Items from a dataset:

━━━━━━

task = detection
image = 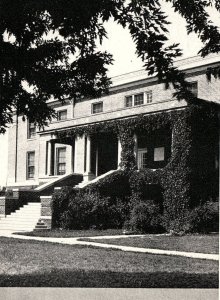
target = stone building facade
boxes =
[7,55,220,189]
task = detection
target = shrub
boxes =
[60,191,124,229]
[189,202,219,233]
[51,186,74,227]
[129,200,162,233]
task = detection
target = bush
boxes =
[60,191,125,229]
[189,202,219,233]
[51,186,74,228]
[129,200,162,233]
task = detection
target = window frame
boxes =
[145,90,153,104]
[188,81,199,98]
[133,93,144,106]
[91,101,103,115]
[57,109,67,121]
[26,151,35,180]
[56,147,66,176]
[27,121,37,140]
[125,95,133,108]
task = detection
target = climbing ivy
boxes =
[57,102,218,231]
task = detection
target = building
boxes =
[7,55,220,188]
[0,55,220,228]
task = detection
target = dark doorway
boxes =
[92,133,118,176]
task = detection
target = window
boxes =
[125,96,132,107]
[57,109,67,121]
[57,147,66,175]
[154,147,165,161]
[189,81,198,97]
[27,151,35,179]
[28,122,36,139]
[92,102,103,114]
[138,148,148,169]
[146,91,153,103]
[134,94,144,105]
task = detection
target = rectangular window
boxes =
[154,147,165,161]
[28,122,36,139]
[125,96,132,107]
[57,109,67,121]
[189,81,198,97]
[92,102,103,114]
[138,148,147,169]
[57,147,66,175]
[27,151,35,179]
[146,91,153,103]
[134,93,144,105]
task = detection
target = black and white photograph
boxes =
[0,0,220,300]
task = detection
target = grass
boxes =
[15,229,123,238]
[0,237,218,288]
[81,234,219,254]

━━━━━━

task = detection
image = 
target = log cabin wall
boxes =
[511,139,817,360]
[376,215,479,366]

━━━━━━

* _CHALLENGE_
How many lines above contain the string "window", with case counting? Give only the number.

* _SOLVED PROBLEM_
3